## start Given entries
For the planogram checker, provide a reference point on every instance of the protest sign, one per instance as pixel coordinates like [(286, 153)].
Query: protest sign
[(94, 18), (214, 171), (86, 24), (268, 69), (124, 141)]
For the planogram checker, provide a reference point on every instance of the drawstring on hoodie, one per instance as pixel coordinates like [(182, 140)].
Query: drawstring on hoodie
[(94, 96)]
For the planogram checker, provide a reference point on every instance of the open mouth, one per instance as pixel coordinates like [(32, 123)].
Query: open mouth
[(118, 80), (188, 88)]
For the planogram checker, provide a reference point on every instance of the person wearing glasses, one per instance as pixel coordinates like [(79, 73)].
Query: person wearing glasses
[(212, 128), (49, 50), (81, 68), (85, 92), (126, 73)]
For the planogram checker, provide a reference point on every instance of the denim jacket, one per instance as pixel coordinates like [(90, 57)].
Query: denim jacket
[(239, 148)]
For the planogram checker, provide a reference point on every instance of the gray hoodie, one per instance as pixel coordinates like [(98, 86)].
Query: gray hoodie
## end Given entries
## Given exercise
Could you retype every one of the records above line for line, without changing a single character?

## Solution
For the planogram checker, provide a reference point on every instance of the protest sign, one per instance as pixel coordinates like [(286, 153)].
Query: protest sign
[(94, 18), (214, 171), (86, 24), (268, 69), (124, 141)]
For the planogram checker, provide a reference point on every instance of the drawstring on hoodie, one per instance as pixel coordinates like [(182, 140)].
Query: drawstring on hoodie
[(94, 96)]
For the planogram checker, provide a reference point on every instance of the open mouth, one per instance as pixel coordinates like [(32, 123)].
Query: open mouth
[(118, 80), (188, 88)]
For the planogram checker, provide a reference point on every instance of the person wearing glasses, one per instance as pixel coordinates like [(79, 73)].
Query: person wearing glasses
[(212, 128), (49, 50), (81, 68), (85, 92), (126, 73)]
For the planogram checker, provide a reference point on every instance of the denim jacket, one per instance as pixel coordinates like [(90, 57)].
Query: denim jacket
[(239, 148)]
For the planogram checker, provide a reference point on every instance of the gray hoodie, one per instance as pixel coordinates like [(98, 86)].
Query: gray hoodie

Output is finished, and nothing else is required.